> _DIRECTIONS FOR THIS TASK_: Only an exact retyping of all the entries counts as an answer.

---- DATASET RECORDS

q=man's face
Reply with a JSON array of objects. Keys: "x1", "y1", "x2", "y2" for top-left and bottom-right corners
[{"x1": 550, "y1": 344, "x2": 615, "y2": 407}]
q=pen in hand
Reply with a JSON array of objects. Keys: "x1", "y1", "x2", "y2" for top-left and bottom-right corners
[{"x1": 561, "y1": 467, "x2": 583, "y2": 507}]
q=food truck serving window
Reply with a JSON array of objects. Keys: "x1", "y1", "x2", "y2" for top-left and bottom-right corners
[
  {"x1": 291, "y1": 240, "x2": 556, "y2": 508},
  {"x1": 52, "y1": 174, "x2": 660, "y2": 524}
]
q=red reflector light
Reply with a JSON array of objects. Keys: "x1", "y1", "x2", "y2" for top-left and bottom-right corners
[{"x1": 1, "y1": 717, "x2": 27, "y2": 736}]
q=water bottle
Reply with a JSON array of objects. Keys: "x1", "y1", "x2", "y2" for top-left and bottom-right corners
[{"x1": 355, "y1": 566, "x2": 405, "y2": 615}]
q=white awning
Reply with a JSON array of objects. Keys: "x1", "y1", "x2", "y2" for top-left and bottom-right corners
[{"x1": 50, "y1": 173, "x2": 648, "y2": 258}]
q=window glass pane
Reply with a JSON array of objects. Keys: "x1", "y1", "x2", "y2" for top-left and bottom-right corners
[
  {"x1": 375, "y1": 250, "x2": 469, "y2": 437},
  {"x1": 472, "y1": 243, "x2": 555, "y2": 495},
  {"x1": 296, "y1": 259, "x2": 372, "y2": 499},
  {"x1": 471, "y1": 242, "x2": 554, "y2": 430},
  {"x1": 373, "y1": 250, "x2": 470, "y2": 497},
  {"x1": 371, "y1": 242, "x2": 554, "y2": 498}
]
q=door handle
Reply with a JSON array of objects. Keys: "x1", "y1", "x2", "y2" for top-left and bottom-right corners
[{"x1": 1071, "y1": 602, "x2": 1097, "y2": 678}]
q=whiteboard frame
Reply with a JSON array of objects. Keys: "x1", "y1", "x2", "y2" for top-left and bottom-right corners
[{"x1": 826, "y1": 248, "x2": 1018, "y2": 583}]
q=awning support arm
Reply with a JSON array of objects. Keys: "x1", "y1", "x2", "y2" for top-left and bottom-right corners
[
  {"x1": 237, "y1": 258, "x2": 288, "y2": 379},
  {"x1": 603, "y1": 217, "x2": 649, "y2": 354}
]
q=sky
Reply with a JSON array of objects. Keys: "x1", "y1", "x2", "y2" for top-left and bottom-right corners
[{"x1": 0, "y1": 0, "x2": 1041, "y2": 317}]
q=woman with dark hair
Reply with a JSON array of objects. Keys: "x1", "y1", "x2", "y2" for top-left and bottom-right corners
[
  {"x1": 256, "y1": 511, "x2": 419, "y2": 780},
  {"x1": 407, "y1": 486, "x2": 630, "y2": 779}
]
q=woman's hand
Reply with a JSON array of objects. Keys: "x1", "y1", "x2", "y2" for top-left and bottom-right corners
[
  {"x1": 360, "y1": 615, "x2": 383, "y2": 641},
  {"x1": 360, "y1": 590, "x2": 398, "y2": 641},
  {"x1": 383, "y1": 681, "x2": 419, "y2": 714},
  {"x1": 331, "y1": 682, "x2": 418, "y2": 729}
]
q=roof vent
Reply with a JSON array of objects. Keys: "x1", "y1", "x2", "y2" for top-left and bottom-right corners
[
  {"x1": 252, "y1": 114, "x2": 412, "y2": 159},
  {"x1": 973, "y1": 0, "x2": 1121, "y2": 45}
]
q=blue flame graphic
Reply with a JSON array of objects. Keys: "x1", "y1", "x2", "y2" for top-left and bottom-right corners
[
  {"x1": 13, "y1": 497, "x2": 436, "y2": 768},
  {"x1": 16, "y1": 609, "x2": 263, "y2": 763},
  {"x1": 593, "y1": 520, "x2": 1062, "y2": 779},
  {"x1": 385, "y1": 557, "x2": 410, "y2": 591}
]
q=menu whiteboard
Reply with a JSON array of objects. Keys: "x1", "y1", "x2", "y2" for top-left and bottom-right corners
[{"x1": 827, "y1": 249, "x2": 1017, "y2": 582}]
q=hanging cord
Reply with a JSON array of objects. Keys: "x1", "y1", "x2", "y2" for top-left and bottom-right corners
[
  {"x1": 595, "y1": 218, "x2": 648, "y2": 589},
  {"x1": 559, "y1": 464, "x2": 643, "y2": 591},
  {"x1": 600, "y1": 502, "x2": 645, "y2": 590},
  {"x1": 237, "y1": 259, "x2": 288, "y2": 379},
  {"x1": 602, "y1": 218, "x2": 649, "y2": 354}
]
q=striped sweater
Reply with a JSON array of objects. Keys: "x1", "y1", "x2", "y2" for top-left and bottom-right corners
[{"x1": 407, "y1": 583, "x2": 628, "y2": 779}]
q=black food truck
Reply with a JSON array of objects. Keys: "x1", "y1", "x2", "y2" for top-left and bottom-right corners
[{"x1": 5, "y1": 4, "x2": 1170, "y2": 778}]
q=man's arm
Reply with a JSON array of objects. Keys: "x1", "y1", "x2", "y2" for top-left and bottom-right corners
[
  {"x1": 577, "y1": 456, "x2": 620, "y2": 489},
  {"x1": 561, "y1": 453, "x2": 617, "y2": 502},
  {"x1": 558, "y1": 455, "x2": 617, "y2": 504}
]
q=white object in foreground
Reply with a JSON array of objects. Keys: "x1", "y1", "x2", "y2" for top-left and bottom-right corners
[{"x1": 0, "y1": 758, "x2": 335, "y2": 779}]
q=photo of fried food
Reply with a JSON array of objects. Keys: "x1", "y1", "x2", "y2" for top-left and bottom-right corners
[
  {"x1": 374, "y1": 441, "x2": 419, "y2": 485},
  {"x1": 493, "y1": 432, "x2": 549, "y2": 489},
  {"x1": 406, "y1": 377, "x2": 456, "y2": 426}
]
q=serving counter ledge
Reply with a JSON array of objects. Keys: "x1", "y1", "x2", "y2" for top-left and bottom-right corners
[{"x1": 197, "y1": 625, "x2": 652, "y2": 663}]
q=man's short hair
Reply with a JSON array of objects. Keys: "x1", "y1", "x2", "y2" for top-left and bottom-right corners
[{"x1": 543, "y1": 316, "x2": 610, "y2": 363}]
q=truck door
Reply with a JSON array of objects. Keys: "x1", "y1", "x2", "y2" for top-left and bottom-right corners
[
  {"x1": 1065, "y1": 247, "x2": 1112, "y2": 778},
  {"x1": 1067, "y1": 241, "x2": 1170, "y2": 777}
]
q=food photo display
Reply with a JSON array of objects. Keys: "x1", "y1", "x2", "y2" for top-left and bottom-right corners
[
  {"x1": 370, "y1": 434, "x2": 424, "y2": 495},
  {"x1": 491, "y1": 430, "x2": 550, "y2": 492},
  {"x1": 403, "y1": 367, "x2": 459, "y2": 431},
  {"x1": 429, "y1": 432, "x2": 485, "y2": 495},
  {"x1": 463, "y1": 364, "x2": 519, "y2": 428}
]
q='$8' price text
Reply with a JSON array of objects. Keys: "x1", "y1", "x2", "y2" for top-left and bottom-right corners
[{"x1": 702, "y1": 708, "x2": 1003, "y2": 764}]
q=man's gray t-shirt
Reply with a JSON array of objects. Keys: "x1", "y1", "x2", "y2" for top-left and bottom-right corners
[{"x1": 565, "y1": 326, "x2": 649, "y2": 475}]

--------

> _OUTPUT FOR THIS TASK_:
q=man's face
Reply with a JSON array of objects. Keys: "x1", "y1", "x2", "y2" for top-left and bottom-right corners
[{"x1": 550, "y1": 344, "x2": 615, "y2": 407}]
q=pen in hand
Reply with a JSON array of objects. Keys: "x1", "y1", "x2", "y2" for top-left and bottom-right corners
[{"x1": 561, "y1": 467, "x2": 583, "y2": 507}]
q=food truck serving window
Reply with a JSON array of objects. Keys: "x1", "y1", "x2", "y2" for top-left and bottom-right corners
[
  {"x1": 291, "y1": 240, "x2": 556, "y2": 508},
  {"x1": 52, "y1": 174, "x2": 660, "y2": 524}
]
q=red reflector light
Reply with a JSON array of objects. Keys: "x1", "y1", "x2", "y2" for top-left and bottom-right corners
[{"x1": 1, "y1": 717, "x2": 27, "y2": 736}]
q=water bottle
Reply with a JSON array of objects. Keys: "x1", "y1", "x2", "y2" for top-left and bottom-right corners
[{"x1": 355, "y1": 566, "x2": 405, "y2": 615}]
q=white awning
Reply with a JSON array of objects. Keys: "x1", "y1", "x2", "y2" for top-left and bottom-right corners
[{"x1": 50, "y1": 173, "x2": 648, "y2": 258}]
q=window glass pane
Reply with a JSON array of objects. Keys: "x1", "y1", "x2", "y2" for top-left and bottom-right corners
[
  {"x1": 375, "y1": 250, "x2": 469, "y2": 437},
  {"x1": 472, "y1": 243, "x2": 555, "y2": 495},
  {"x1": 296, "y1": 259, "x2": 372, "y2": 499},
  {"x1": 471, "y1": 242, "x2": 554, "y2": 430},
  {"x1": 373, "y1": 250, "x2": 470, "y2": 497},
  {"x1": 371, "y1": 242, "x2": 554, "y2": 498}
]
q=door handle
Reply with a JSON array of objects. Keys: "x1", "y1", "x2", "y2" for top-left and bottom-right corners
[{"x1": 1071, "y1": 602, "x2": 1097, "y2": 678}]
q=whiteboard frame
Reply with a JSON array of objects. Keys: "x1", "y1", "x2", "y2" for top-left and bottom-right corners
[{"x1": 826, "y1": 248, "x2": 1018, "y2": 583}]
q=awning support arm
Reply with a JSON array of objects. Keys: "x1", "y1", "x2", "y2" for top-left and bottom-right corners
[
  {"x1": 237, "y1": 258, "x2": 288, "y2": 379},
  {"x1": 603, "y1": 217, "x2": 649, "y2": 354}
]
q=sky
Reply with a JSON array of objects. Keys: "x1", "y1", "x2", "y2" for top-left and bottom-right corners
[{"x1": 0, "y1": 0, "x2": 1041, "y2": 317}]
q=woman with dark hair
Reply with a JSON array of objects. Keys: "x1", "y1", "x2", "y2" for top-left and bottom-right corners
[
  {"x1": 256, "y1": 511, "x2": 419, "y2": 780},
  {"x1": 407, "y1": 486, "x2": 630, "y2": 779}
]
q=woman's hand
Reply with a JSON array of objects. Keys: "x1", "y1", "x2", "y2" for top-left and bottom-right corners
[
  {"x1": 360, "y1": 615, "x2": 383, "y2": 641},
  {"x1": 360, "y1": 590, "x2": 398, "y2": 641},
  {"x1": 383, "y1": 681, "x2": 419, "y2": 714},
  {"x1": 331, "y1": 682, "x2": 418, "y2": 729}
]
q=roof vent
Reply with a JSON array of objects. Keys: "x1", "y1", "x2", "y2" for top-left and bottom-right corners
[
  {"x1": 252, "y1": 114, "x2": 412, "y2": 159},
  {"x1": 973, "y1": 0, "x2": 1121, "y2": 45}
]
q=blue flame graphic
Reply with a JSON array of objects. Keys: "x1", "y1", "x2", "y2" for top-left and bottom-right corners
[
  {"x1": 13, "y1": 497, "x2": 436, "y2": 768},
  {"x1": 16, "y1": 609, "x2": 263, "y2": 763},
  {"x1": 593, "y1": 520, "x2": 1062, "y2": 779},
  {"x1": 385, "y1": 557, "x2": 410, "y2": 591}
]
q=menu whiteboard
Reply with a JSON array of objects. Keys: "x1", "y1", "x2", "y2" for top-left and bottom-right corners
[{"x1": 827, "y1": 249, "x2": 1017, "y2": 582}]
q=hanging cord
Reply with a JSON array of objects. Keys: "x1", "y1", "x2", "y2" for top-left and bottom-right corners
[
  {"x1": 595, "y1": 218, "x2": 648, "y2": 589},
  {"x1": 559, "y1": 464, "x2": 643, "y2": 591},
  {"x1": 600, "y1": 502, "x2": 645, "y2": 590},
  {"x1": 237, "y1": 259, "x2": 288, "y2": 379},
  {"x1": 602, "y1": 218, "x2": 649, "y2": 354}
]
q=striped sweater
Reply with a JSON array of objects. Keys: "x1", "y1", "x2", "y2" for top-left and bottom-right corners
[{"x1": 407, "y1": 583, "x2": 628, "y2": 779}]
q=black food truck
Reply with a JSON array of objects. Keys: "x1", "y1", "x2", "y2" for top-left and bottom-right corners
[{"x1": 5, "y1": 4, "x2": 1170, "y2": 778}]
q=man's arm
Reply with a JSON array of objects. Keys: "x1", "y1", "x2", "y2" for top-left and bottom-right corners
[
  {"x1": 577, "y1": 456, "x2": 620, "y2": 489},
  {"x1": 561, "y1": 453, "x2": 617, "y2": 502},
  {"x1": 558, "y1": 455, "x2": 617, "y2": 504}
]
q=white object in foreground
Reply with a JSON array of objects. Keys: "x1", "y1", "x2", "y2" for top-left and bottom-right corners
[{"x1": 0, "y1": 758, "x2": 335, "y2": 779}]
q=photo of fried food
Reply with a JSON array of objects. Keys: "x1", "y1", "x2", "y2" for top-left and bottom-right corners
[
  {"x1": 374, "y1": 441, "x2": 419, "y2": 485},
  {"x1": 493, "y1": 432, "x2": 549, "y2": 489},
  {"x1": 406, "y1": 377, "x2": 456, "y2": 426}
]
q=serving counter ledge
Reply with a JSON array of objects. Keys: "x1", "y1", "x2", "y2" for top-left and bottom-right corners
[{"x1": 197, "y1": 625, "x2": 652, "y2": 663}]
q=man's short hair
Reply with a JSON array of objects. Keys: "x1", "y1", "x2", "y2" for top-left and bottom-right corners
[{"x1": 543, "y1": 316, "x2": 610, "y2": 363}]
q=truck door
Reply with a JSON array of objects. Keys: "x1", "y1", "x2", "y2" for top-left and bottom-right corners
[
  {"x1": 1065, "y1": 247, "x2": 1112, "y2": 778},
  {"x1": 1067, "y1": 241, "x2": 1170, "y2": 777}
]
q=food photo display
Reply with a JSON array of objects. Keys: "x1", "y1", "x2", "y2" for top-left and bottom-right corners
[
  {"x1": 370, "y1": 434, "x2": 424, "y2": 495},
  {"x1": 491, "y1": 430, "x2": 550, "y2": 492},
  {"x1": 403, "y1": 367, "x2": 459, "y2": 431},
  {"x1": 429, "y1": 432, "x2": 485, "y2": 495},
  {"x1": 463, "y1": 364, "x2": 519, "y2": 428}
]
q='$8' price text
Reply with a JSON array of objects. Keys: "x1", "y1", "x2", "y2" for top-left and bottom-right corners
[{"x1": 702, "y1": 708, "x2": 1003, "y2": 764}]
q=man's gray t-shirt
Reply with a JSON array of objects. Keys: "x1", "y1", "x2", "y2" for top-left and bottom-right corners
[{"x1": 565, "y1": 326, "x2": 649, "y2": 475}]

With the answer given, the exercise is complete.